Reproduce the portion of the data running from the line containing "blue wing, put" through the end of the data, requests included, and add 85 to every point coordinate in the answers. Leave everything else unchanged.

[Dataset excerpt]
******

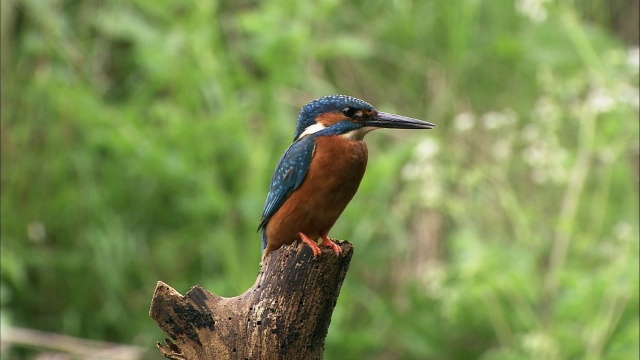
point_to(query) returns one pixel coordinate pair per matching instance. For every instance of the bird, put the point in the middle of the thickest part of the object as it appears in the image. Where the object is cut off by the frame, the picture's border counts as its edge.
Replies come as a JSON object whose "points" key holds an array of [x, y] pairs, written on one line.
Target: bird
{"points": [[320, 172]]}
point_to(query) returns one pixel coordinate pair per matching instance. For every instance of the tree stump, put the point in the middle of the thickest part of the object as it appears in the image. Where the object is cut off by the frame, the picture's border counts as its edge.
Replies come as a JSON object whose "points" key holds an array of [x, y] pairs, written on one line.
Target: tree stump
{"points": [[284, 315]]}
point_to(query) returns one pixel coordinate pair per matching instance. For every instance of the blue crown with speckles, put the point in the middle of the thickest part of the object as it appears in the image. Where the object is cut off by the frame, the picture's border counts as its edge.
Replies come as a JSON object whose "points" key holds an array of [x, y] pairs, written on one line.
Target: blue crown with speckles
{"points": [[325, 104]]}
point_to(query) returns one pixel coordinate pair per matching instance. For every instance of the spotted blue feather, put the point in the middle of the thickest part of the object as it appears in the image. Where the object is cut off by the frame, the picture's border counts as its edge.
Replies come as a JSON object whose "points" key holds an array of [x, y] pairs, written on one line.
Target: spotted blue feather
{"points": [[325, 104], [289, 174]]}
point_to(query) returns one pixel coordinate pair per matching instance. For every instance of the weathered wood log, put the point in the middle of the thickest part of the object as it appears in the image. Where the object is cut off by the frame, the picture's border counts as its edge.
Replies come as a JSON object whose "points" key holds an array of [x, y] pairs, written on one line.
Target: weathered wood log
{"points": [[284, 315]]}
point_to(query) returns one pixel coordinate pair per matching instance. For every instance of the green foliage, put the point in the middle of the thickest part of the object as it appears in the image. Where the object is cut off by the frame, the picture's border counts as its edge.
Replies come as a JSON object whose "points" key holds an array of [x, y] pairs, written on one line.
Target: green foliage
{"points": [[139, 139]]}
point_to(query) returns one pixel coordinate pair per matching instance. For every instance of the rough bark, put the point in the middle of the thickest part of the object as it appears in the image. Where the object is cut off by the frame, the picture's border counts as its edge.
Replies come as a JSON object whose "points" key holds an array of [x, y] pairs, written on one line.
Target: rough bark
{"points": [[284, 315]]}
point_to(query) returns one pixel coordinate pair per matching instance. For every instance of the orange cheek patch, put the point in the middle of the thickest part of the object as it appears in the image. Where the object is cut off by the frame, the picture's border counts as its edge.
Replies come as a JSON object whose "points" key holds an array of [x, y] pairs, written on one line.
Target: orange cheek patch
{"points": [[329, 119]]}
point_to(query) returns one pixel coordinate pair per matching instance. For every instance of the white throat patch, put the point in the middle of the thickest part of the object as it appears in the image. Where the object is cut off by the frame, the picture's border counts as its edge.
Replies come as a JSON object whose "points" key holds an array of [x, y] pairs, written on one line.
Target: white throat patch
{"points": [[312, 129], [358, 134]]}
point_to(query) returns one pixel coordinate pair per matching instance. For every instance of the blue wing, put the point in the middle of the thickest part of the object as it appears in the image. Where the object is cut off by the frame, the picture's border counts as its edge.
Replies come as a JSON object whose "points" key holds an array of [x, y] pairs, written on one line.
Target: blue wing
{"points": [[289, 174]]}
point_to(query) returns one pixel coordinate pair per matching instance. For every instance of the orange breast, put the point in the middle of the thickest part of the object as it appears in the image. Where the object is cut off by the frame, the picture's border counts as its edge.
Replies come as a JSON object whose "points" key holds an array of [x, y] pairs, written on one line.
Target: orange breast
{"points": [[334, 175]]}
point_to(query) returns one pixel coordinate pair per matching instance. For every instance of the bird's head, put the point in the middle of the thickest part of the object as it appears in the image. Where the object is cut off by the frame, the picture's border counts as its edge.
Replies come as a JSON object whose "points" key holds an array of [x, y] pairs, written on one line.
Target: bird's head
{"points": [[346, 115]]}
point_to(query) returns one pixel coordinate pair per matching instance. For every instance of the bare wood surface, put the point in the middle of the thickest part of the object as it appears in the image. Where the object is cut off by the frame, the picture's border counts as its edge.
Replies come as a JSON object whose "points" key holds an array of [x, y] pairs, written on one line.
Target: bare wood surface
{"points": [[284, 315]]}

******

● Response:
point_to(query) returns one pixel coordinate pair per matching instance. For every instance of the blue wing, put the point in the middle of the thickest part of the object as it appears in the image. Where the object is cut off by the frame, the picture's border counts as its edge.
Replies come as a JSON object whose "points" key holds an array of [x, y] pairs, written on one line.
Target: blue wing
{"points": [[374, 259]]}
point_to(query) returns one pixel coordinate pair per matching instance. For every instance of the orange breast, put the point in the middle of the thickest part of the object as it appears in the image. Where the object is cut off by the frame, the picture's border counts as its edge.
Replies come as a JSON object whose "points" key holds an array of [x, y] pairs, written on one line.
Target: orange breast
{"points": [[419, 260]]}
point_to(query) returns one pixel coordinate pair per matching instance. For every instance of the bird's head, put the point in the middle of the thickest part of the object as it appears in the image. Where the object is cut off by the frame, the picture's border counts as its edge.
Replies come as a JSON object whose "points" key holds an array of [x, y] pairs, written on one line.
Target: bird's head
{"points": [[431, 200]]}
point_to(query) returns one pixel coordinate pair per matching instance. For every instance of the bare wood surface, put the point in the middle of the thickest part of the object as it appears in the image. Where the object is cut off by the frame, the picture's border counts as its edge.
Replies come as a JSON object whose "points" key holds an array of [x, y] pairs, written on one line.
Target: bare wood surface
{"points": [[369, 400]]}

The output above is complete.